[Records from a point labeling set]
··········

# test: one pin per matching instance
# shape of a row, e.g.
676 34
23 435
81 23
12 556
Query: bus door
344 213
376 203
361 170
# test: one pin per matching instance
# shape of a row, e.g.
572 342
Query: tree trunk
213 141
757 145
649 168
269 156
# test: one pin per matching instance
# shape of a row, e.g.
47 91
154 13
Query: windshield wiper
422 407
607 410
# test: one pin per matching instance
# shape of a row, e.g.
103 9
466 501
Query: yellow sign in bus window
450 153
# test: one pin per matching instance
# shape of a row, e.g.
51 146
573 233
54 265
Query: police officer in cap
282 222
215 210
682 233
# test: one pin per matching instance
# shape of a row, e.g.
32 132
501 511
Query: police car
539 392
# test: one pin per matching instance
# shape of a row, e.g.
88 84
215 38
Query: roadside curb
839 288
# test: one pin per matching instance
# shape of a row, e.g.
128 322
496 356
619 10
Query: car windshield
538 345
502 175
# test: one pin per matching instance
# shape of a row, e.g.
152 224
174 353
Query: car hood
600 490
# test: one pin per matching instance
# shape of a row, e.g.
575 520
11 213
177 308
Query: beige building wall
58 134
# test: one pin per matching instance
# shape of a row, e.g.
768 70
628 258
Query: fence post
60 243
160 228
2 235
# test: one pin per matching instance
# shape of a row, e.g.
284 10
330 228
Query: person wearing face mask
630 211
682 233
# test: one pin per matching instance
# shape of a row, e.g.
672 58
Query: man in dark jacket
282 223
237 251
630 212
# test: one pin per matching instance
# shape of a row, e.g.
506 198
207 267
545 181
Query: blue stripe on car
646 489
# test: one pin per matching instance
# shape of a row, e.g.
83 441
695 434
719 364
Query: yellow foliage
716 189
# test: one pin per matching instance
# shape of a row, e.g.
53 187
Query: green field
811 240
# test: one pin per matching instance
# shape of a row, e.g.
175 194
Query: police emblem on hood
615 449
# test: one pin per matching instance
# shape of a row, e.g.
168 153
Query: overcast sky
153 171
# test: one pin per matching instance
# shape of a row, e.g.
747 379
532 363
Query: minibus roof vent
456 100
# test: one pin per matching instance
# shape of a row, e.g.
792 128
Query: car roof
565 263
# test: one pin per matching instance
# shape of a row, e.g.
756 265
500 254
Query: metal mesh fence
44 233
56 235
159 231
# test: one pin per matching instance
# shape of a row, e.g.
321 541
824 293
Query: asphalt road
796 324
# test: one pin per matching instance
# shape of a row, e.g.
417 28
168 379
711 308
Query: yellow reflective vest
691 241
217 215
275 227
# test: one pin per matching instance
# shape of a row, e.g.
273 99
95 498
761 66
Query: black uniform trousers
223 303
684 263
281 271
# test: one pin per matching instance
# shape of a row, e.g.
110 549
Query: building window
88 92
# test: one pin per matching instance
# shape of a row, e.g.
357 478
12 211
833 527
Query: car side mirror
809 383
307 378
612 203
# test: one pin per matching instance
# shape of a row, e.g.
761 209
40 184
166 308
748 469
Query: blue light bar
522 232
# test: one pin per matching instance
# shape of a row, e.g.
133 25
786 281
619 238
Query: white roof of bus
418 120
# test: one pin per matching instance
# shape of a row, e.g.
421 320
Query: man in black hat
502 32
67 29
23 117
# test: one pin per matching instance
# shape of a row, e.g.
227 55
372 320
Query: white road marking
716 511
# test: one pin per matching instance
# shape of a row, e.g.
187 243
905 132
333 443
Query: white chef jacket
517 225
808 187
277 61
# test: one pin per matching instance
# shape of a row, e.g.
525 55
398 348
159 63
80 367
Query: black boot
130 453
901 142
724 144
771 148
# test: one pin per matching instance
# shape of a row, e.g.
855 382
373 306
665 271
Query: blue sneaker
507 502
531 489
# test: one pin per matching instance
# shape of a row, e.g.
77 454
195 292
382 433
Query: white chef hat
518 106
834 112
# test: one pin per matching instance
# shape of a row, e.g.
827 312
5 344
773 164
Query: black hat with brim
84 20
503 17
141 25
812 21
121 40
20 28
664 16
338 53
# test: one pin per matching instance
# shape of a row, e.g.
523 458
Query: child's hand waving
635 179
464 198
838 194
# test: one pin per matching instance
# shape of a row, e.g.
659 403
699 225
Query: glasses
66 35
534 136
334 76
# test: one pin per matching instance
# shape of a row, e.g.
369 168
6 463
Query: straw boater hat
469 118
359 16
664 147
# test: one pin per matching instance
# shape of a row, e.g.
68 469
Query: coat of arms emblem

··········

Instruction → Copy all data exactly, start to finish.

Written answer →
# test: one pin per matching instance
# shape of a row, e.g.
676 34
23 435
81 23
12 556
Query: bus door
344 213
376 203
361 170
# test: one pin per matching instance
# shape of a row, e.g.
572 342
Query: tree trunk
213 141
757 145
649 168
269 156
# test: one pin per matching instance
# shape of a row, e.g.
47 91
154 13
Query: windshield wiper
422 407
607 410
# test: one pin per matching instance
# shape of a row, e.g.
103 9
466 501
Query: yellow sign in bus window
450 153
# test: one pin per matching instance
# shape of a row, e.g.
51 146
573 233
54 265
Query: police officer in cap
282 222
215 210
682 233
# test: one pin per matching instance
# shape of a row, e.g.
32 132
501 511
Query: police car
539 392
# test: one pin per matching instance
# shape of a row, e.g.
88 84
215 38
Query: roadside curb
839 288
# test: one pin per matching instance
# shape of a row, e.g.
128 322
496 356
619 10
Query: car windshield
538 345
502 175
# test: one pin per matching instance
# shape of a row, e.g.
152 224
174 353
Query: car hood
600 490
# test: one pin per matching instance
# shape of a row, e.g.
575 520
11 213
177 308
Query: beige building wall
58 134
# test: one pin per matching instance
# shape of a row, e.g.
768 70
628 258
Query: fence post
60 243
160 228
2 235
# test: one pin per matching instance
# shape of a row, e.g.
284 10
330 228
Query: person wearing face mask
630 211
682 233
# test: one pin per matching instance
# shape of a row, e.g.
672 58
Query: man in dark jacket
282 223
237 251
630 212
# test: one pin per matching instance
# shape of a row, e.g.
506 198
207 267
545 181
Query: blue stripe on car
646 489
# test: one pin per matching instance
# shape of a row, e.g.
83 441
695 434
719 364
Query: yellow foliage
716 189
# test: one pin per matching instance
# shape of a row, e.g.
53 187
Query: green field
811 240
# test: one pin per matching instance
# shape of a row, e.g.
175 194
Query: police emblem on hood
615 449
# test: one pin per matching instance
# shape of a row, e.g.
168 153
Query: overcast sky
153 171
# test: one pin per matching instance
# shape of a row, e.g.
747 379
532 363
Query: minibus roof vent
456 100
# test: one pin per matching instance
# shape of a row, e.g.
792 128
Query: car roof
565 263
# test: one pin per matching instance
# shape of a row, e.g.
756 265
500 254
Query: metal mesh fence
44 233
56 235
159 231
# test: one pin per matching instance
# shape of a row, e.g.
321 541
824 293
Query: asphalt road
796 324
# test: one pin per matching instance
# shape of a row, e.g.
417 28
168 379
711 308
Query: yellow reflective vest
691 241
217 215
275 227
# test: one pin per matching instance
# shape of a row, e.g.
273 99
95 498
761 66
Query: black uniform trousers
223 303
684 263
281 271
# test: one pin per matching instance
# shape of a row, e.g.
110 549
Query: building window
88 92
# test: one pin per matching instance
# shape of a row, e.g.
357 478
12 211
833 527
Query: car side mirror
809 383
307 378
612 203
# test: one pin per matching instance
# shape of a row, e.g.
761 209
40 184
166 308
748 469
Query: blue light bar
522 232
# test: one pin per matching instance
# shape of a row, e.g.
133 25
786 281
619 238
Query: white roof of bus
418 120
# test: one pin per matching instance
# shape of a row, e.g.
421 320
Query: man in black hat
502 32
67 29
23 117
# test: one pin per matching instance
# shape of a row, e.g.
227 55
372 320
Query: white road marking
716 511
# test: one pin per matching instance
# shape of a row, e.g.
187 243
905 132
333 443
Query: white chef jacket
517 225
808 187
277 61
# test: one pin per matching instance
# shape of a row, e.g.
525 55
398 348
159 63
80 367
Query: black boot
130 453
901 142
724 144
771 148
# test: one pin per matching instance
# shape of a row, e.g.
855 382
373 306
665 271
Query: blue sneaker
507 502
531 489
# test: one pin per matching instance
# shape of a row, e.g.
77 454
195 292
382 433
Query: white chef hat
518 106
834 112
# test: one pin per matching instance
# shape of a row, e.g.
827 312
5 344
773 164
Query: black hat with brim
84 20
503 17
141 25
812 21
121 40
20 28
664 16
338 53
# test: one pin per matching instance
# shape of a row, e.g.
523 458
Query: child's hand waving
635 179
464 198
838 194
# test: one pin per matching instance
# shape of a row, e.g.
659 403
699 225
Query: glasses
66 35
534 136
334 76
# test: one pin per matching instance
# shape of a row, e.g.
369 168
6 463
Query: straw boater hat
469 118
359 16
664 147
# test: one pin per matching instance
# shape of a row, e.g.
68 469
Query: coat of arms emblem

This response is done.